▸ **Excerpted records**:

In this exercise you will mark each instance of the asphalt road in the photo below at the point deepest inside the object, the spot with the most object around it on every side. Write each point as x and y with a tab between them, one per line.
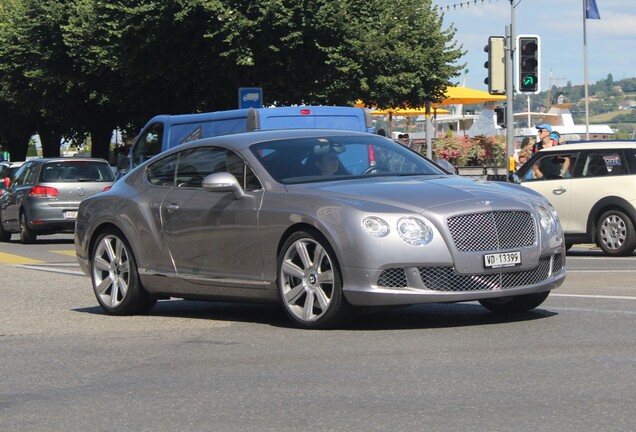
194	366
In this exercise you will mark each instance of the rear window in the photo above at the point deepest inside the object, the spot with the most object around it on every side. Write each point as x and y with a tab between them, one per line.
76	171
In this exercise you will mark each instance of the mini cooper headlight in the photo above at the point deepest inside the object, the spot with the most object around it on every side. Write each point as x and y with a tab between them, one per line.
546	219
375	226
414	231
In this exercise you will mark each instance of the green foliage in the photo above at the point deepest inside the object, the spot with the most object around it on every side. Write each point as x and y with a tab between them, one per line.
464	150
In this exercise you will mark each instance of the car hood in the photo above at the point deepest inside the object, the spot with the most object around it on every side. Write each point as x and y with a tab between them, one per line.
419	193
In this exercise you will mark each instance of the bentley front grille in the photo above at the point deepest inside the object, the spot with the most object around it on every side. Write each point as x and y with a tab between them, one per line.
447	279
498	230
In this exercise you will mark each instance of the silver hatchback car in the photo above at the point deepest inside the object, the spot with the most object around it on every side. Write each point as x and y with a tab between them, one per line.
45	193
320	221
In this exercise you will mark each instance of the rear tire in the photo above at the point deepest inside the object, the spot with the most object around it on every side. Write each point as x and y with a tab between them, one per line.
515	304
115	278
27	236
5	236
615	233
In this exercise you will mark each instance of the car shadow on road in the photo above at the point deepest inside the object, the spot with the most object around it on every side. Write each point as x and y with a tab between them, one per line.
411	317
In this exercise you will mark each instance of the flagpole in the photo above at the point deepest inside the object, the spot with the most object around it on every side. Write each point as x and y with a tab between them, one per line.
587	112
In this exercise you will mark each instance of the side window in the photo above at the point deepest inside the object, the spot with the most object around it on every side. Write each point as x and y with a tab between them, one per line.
* * *
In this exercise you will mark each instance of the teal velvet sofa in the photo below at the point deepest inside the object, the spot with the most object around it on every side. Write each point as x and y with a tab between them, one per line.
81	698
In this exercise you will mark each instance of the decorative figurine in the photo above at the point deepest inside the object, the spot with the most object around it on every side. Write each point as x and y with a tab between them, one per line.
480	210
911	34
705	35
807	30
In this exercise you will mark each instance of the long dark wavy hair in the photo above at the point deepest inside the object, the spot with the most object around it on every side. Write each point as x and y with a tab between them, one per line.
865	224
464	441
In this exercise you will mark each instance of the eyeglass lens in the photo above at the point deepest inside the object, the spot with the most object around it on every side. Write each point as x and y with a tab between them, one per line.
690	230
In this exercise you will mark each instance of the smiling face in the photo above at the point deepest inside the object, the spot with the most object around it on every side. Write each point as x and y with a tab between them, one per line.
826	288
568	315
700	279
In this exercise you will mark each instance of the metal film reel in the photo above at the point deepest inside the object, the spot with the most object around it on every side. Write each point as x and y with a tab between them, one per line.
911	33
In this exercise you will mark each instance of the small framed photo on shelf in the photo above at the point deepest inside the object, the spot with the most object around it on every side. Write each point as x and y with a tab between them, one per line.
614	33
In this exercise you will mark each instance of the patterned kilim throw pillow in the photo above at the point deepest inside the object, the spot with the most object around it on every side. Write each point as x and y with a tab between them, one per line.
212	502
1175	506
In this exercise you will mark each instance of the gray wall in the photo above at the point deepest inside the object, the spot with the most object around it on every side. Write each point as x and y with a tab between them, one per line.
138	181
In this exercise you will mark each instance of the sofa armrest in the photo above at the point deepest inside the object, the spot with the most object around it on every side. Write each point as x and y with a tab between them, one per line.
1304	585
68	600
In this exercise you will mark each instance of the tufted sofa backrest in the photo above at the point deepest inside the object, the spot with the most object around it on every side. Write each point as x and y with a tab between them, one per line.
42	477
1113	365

▸ **Your objective**:
Using the records above, restate word for word the lines from the one with "In this exercise you will mark each instance of the flagpole" through the one with "In this exercise you will mark each instance of the side", both included.

▸ **Written reply**:
In this exercise you will mark each instance of the flagpole in the photo above at the point deepest inside the object, the spot with the most object around it on every side. Write each point as x and y with a tab between them, one per line.
587	112
In this exercise you will mark each instance of the side window in the photo above at the point deepest inside the object, the spot with the most object around it on every side. Write each point as x and y with a tab between them, one per line.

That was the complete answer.